Çözülecek Sorun -
Vekâletle temsil metnine göre temsil yetkisini vekâlet verenin yararına kullanmak neden yasal bir zorunluluktur? Bir iki cümleyle açıklayın.

Gösterilen Metin -
Vekâleten temsil yetkisinin vekâlet verenin yararına kullanılması, ahlaki ve mantıksal bir gereklilik olduğu kadar, vekilin BK.m.390’dan (TBK.506.mad)kaynaklanan özen ve sadakat borçları nedeniyle yasal bir zorunluluktur. Bu noktadan hareketle, Yargıtay kararları istikrarlı bir biçimde, vekil “vekâletnameye dayalı temsil yetkisini kasten vekâlet verenin zararına ya da iş ve elbirliği yaptığı saptanan başka birinin yararına kullandığı takdirde, yapılan işlem(in) temsil yetkisinin sınırları içerisinde kalmış olsa bile, vekâlet vereni (temsil olunanı) bağlama(yacağını)” kabul etmektedir.
Bu nedenle vekilin müvekkili adına bir taşınmazı vekâlet görevini kötüye kullanarak düşük bedelle devrettiği ve devralanın da bu durumu bildiği veya bilmesi gerektiği hallerde, müvekkil prensip olarak devralana karşı bir dava açarak, tescilin iptali ile devredilen taşınmazın kendi adına yeniden tescilini talep edebilecektir.
Vekilin zararlandırma kastıyla müvekkilinin menfaatleri aleyhine bulunan bir hukuki işlemi gerçekleştirirken şeklen vekâlet sözleşmesi dâhilinde hareket etmesi (diğer bir deyişle ilke olarak yetkili olduğu bir işlemi yapması), işlemin diğer tarafı olan kişinin bu durumu bilmesi halinde işlemin bağlayıcılığı bakımından farklı bir sonuç doğurmayacaktır. Yargıtay HGK, bir taşınmazı “dilediği bedelle, dilediği kimseye” satmak konusunda yetkili kılınmasının vekile, “dürüstlük kurallarını, sadakat ve özen borcunu göz ardı etmek suretiyle günün ekonomik koşullarını nazara almaksızın makul sayılacak ölçüler dışına çıkarak satış yapma hakkını bahşetme(yeceğini)” ifade etmiştir.

Veri İçeriği -
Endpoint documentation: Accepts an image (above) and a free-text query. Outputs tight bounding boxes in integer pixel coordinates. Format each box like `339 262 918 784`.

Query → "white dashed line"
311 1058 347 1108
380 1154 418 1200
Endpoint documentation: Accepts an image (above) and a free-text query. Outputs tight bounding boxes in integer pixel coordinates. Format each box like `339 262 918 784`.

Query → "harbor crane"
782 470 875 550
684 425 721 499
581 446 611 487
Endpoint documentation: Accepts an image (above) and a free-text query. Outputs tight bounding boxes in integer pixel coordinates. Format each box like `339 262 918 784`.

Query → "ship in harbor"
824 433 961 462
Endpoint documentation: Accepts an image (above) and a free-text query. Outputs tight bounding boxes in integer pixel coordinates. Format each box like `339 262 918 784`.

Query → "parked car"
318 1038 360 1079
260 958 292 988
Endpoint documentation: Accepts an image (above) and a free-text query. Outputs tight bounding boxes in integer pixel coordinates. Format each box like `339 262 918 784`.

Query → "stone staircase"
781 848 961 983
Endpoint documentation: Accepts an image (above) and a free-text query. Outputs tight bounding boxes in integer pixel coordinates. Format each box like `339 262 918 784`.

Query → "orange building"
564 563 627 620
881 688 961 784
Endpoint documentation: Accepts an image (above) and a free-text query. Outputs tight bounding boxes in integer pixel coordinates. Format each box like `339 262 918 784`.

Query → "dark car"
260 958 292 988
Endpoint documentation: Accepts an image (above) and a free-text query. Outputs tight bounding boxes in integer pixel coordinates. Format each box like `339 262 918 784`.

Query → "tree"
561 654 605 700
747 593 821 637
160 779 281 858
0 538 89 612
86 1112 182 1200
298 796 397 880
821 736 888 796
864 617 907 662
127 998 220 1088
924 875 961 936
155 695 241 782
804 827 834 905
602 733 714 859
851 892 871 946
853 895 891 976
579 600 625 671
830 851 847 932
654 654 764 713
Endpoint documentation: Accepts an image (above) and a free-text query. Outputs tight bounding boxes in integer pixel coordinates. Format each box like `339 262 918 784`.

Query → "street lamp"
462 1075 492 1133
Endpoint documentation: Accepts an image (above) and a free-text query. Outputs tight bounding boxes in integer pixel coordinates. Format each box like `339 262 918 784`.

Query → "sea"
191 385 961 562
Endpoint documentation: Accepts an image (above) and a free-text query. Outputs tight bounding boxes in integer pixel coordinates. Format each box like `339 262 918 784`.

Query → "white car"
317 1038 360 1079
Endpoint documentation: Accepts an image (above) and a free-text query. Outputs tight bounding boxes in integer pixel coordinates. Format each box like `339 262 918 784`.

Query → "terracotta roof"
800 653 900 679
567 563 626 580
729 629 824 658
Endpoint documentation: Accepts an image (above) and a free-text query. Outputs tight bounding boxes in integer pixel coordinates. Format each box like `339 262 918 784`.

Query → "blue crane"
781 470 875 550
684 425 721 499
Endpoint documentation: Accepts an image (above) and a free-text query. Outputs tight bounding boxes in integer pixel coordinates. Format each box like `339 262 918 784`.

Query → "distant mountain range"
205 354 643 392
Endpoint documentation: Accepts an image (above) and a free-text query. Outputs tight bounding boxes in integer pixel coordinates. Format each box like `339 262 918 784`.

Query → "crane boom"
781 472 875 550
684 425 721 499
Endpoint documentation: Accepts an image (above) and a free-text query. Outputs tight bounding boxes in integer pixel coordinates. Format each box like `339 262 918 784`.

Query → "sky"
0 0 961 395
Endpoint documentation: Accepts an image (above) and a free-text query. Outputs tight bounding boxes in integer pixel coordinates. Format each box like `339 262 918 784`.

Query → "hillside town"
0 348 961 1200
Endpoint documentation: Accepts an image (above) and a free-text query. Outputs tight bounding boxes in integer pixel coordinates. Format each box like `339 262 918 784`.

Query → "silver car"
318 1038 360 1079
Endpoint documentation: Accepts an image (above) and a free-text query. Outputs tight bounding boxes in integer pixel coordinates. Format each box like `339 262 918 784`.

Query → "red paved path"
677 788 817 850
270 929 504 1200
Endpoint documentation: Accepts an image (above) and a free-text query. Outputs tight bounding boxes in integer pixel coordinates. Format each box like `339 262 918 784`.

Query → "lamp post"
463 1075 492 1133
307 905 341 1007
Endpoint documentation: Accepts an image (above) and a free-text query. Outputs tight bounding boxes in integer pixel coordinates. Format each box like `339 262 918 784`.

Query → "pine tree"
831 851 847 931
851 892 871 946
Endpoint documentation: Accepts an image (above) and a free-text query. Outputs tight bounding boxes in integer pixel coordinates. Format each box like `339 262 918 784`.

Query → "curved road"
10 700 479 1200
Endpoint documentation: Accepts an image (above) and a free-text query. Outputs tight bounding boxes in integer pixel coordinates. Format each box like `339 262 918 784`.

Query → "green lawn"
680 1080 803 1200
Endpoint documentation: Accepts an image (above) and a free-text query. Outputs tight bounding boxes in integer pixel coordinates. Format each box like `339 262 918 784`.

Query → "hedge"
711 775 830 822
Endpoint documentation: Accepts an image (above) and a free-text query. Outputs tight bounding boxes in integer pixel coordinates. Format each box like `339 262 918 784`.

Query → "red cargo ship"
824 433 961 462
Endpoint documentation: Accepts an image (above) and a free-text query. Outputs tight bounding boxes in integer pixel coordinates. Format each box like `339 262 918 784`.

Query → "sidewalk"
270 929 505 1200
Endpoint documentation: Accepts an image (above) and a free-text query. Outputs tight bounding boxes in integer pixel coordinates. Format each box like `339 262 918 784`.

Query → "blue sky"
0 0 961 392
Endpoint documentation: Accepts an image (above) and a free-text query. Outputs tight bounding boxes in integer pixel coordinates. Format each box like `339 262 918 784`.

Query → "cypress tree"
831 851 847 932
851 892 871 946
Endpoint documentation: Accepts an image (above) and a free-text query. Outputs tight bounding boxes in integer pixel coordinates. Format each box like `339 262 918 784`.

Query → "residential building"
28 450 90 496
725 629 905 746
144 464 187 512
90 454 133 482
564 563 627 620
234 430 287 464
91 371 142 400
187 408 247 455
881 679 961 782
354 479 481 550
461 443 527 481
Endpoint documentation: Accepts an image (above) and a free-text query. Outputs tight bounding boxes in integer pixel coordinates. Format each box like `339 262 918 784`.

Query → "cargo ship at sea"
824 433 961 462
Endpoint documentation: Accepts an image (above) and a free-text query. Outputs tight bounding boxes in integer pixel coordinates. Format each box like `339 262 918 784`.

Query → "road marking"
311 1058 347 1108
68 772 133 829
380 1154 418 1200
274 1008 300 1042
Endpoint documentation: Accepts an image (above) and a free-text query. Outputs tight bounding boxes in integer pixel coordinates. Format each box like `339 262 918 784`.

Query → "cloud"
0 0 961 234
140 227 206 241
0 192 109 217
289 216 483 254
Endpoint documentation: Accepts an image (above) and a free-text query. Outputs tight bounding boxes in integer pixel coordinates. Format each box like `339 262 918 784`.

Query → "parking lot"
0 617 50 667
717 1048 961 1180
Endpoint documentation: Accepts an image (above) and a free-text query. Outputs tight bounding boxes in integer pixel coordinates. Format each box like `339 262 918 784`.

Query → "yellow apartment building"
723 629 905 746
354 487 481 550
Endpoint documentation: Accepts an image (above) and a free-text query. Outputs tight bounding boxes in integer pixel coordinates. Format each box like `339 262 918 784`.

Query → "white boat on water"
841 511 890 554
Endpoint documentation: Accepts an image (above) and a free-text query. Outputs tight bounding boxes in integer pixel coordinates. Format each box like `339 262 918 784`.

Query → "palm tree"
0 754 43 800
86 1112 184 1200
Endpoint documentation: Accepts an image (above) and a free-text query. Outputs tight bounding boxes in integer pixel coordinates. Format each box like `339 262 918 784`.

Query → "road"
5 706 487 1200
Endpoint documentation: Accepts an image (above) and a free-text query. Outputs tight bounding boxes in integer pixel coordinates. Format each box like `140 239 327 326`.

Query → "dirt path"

Cevap -
Vekilin, BK m.390'dan (TBK m.506) kaynaklanan özen ve sadakat borçları vardır. Bu borçlar yüzünden yetkinin vekâlet verenin yararına kullanılması ahlaki ve mantıksal bir gereklilik olmanın ötesinde yasal bir zorunluluktur.